Saved data entries ::
● ● ● ● ●

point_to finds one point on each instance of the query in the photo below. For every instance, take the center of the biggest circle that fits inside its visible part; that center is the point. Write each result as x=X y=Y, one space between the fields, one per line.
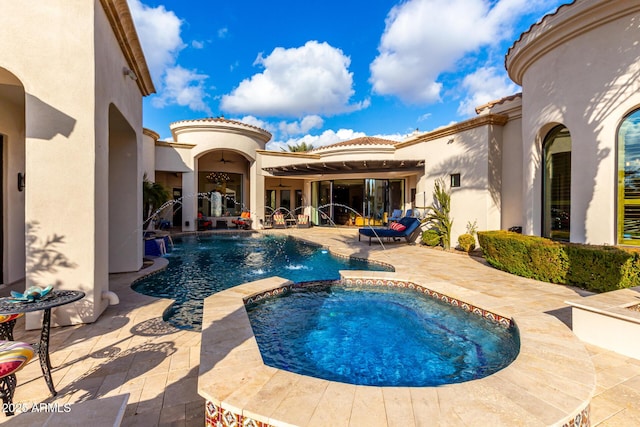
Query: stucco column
x=189 y=201
x=256 y=195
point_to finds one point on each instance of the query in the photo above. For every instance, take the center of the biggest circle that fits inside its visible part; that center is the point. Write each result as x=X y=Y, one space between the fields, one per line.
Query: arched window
x=629 y=180
x=556 y=184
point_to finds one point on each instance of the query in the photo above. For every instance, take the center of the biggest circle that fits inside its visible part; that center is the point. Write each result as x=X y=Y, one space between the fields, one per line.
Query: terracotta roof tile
x=537 y=24
x=492 y=104
x=221 y=120
x=365 y=140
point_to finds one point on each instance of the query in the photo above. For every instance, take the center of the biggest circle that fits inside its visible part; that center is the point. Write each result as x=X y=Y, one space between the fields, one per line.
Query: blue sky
x=328 y=71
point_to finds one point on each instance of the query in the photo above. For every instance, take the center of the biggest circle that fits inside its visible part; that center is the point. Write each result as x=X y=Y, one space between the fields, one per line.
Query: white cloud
x=424 y=117
x=183 y=87
x=159 y=32
x=309 y=80
x=484 y=85
x=301 y=126
x=424 y=38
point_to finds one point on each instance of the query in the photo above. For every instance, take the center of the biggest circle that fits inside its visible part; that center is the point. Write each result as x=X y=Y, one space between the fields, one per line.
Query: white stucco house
x=557 y=160
x=71 y=135
x=561 y=159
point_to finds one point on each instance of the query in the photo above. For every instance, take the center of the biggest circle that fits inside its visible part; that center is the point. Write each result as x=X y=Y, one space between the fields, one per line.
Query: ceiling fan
x=282 y=186
x=223 y=160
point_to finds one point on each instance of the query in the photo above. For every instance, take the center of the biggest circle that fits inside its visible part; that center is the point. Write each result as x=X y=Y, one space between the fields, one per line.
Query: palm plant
x=301 y=147
x=154 y=195
x=439 y=213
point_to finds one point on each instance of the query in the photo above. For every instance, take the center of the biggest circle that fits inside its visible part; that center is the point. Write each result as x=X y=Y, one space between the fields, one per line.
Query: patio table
x=52 y=299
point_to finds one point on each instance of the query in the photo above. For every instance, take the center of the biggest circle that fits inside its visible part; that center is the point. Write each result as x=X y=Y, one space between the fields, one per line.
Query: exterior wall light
x=20 y=181
x=129 y=73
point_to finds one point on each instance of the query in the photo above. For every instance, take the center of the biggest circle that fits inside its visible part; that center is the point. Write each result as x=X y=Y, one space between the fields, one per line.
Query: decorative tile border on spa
x=388 y=283
x=581 y=419
x=215 y=416
x=403 y=284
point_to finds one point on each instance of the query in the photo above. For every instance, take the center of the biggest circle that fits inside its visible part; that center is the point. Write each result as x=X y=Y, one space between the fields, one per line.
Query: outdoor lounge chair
x=411 y=226
x=278 y=220
x=303 y=221
x=396 y=215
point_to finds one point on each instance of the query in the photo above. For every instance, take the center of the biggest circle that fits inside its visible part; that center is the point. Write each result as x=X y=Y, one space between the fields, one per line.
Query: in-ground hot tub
x=550 y=382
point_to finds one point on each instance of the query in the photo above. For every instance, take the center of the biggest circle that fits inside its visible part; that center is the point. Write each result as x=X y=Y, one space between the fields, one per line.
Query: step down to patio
x=106 y=411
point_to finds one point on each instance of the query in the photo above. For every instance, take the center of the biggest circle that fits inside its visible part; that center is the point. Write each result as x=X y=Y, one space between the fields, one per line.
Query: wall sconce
x=129 y=73
x=20 y=181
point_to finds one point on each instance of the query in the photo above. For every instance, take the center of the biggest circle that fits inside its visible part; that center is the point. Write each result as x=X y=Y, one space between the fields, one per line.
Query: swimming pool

● ● ● ● ●

What to work on :: Render all entries verbatim, excluding any pictures they hold.

Answer box ::
point_to finds one point on each instance of the query in the photo below. For every instance, take the center of the biggest circle that fits inside its visible part; that center is the point. Write each result as x=X y=Y, one space between the fields, one per line.
Query: stucco column
x=189 y=201
x=256 y=195
point_to finds one point on each instance of the query in the photo above. For every instance, take the center of the biggest circle that fits inside its visible part; that center is the point. Write each result as x=X y=Y, one space between the fields, one per line.
Query: arched window
x=629 y=180
x=556 y=184
point_to finds one point on each instance of the query in the photo above. For every instance, take the center of the biggest circle that fits inside its visible part; that center is the point. Write each result as x=X y=Y, one space between the fields, one per line.
Query: terracotta roof tile
x=537 y=24
x=492 y=104
x=221 y=120
x=365 y=140
point_to finds one point on each instance of the query in the photo above. For every instance, take the center of the biggest circle that fits inside its visible part; that center is the point. Write each result as x=X y=Y, one space between the fields, one per line.
Query: blue sky
x=328 y=71
point_to finds one point on each instance of the query in the photo above. For every instance, take the center of the biggest circle that fits inside its visible part; that center is the point. Write each result as x=X y=Y, one space between the fields, one per line.
Query: white cloud
x=424 y=117
x=183 y=87
x=159 y=32
x=309 y=80
x=484 y=85
x=301 y=126
x=424 y=38
point_to finds one point on each instance of the query in the photo above. For every instance, take the center of the biggest circle that fits inside its visible part; that center is the point. Write each result as x=X y=Y, one space between the fields, one per line.
Query: white stucco house
x=557 y=160
x=71 y=135
x=561 y=159
point_to finds one point on each instance of the query in the photo above. For every instance, take the center of the biggest circle that fits inside its visible part; that center is the point. Write each result as x=X y=Y, one space between the fields, one per line.
Query: ceiling fan
x=282 y=186
x=223 y=160
point_to finds one point on each instance of the query in the photo above. For every instance, take the center of the biggest circle that fits inside its visible part; that center is the point. Write each result as x=X y=Y, one space between the fields, one per line.
Query: palm plant
x=301 y=147
x=154 y=195
x=439 y=213
point_to finds one point on each instance of the query in the photo above. For every instance, take the center of the biggest circle that fits inside its visible part; that center is the point. Write each result as x=X y=Y, one space between the fields, one per line.
Query: patio table
x=52 y=299
point_to finds one point on each instance of the query in the photo above. For every instance, take the center of the biggest circle that fits inside its visible part; that center is the point. Write each result as x=X y=Y, one space between the fields, one per line.
Query: exterior wall light
x=20 y=181
x=129 y=73
point_to finds one point on each instance of the query in the photo above. For every instance, take the center of the biggest circle that fits inside its visible part; that center is the point. Write each result as x=X y=Y, one space between the fields, one per line.
Query: decorative tile border on spa
x=388 y=283
x=581 y=419
x=215 y=416
x=403 y=284
point_to finds one point on each instance of the query in the photo above. For every instance, take the center of the biggest circle that fits inside its visible part; that center is the point. Write each result as x=X y=Y, one space between the fields, one per line.
Query: outdoor lounge chair
x=411 y=226
x=278 y=220
x=303 y=221
x=396 y=215
point_to finds one point on each instance of the query in the photo above. For every instance, take the center of the biggest circle that fits inside its visible part; that center is the point. Write each result as x=X y=Y, one space between the fields, one per line.
Query: in-ground hot tub
x=550 y=382
point_to finds one point on each instance of the query in the photo above. For every instance, take the center of the biggest circle that fits inside its visible part; that center is the point. Write each result as x=X y=Y, one space between the fields, one per line.
Query: step down to patio
x=106 y=411
point_to finds one point on each instance of the query in the photo above. For every instance, take the center of the biggest circle that fits inside its visible part; that center is the point. Write each result as x=X y=Y, one space between the fields, one per line.
Query: wall sconce
x=129 y=73
x=20 y=181
point_to finds one point on each instance of the query in the photo above. For every instance, take the center of the biggest circle that fits inside its visible part; that center is the point. Write each result as x=X y=Y, one space between the fields, one per line.
Query: swimming pool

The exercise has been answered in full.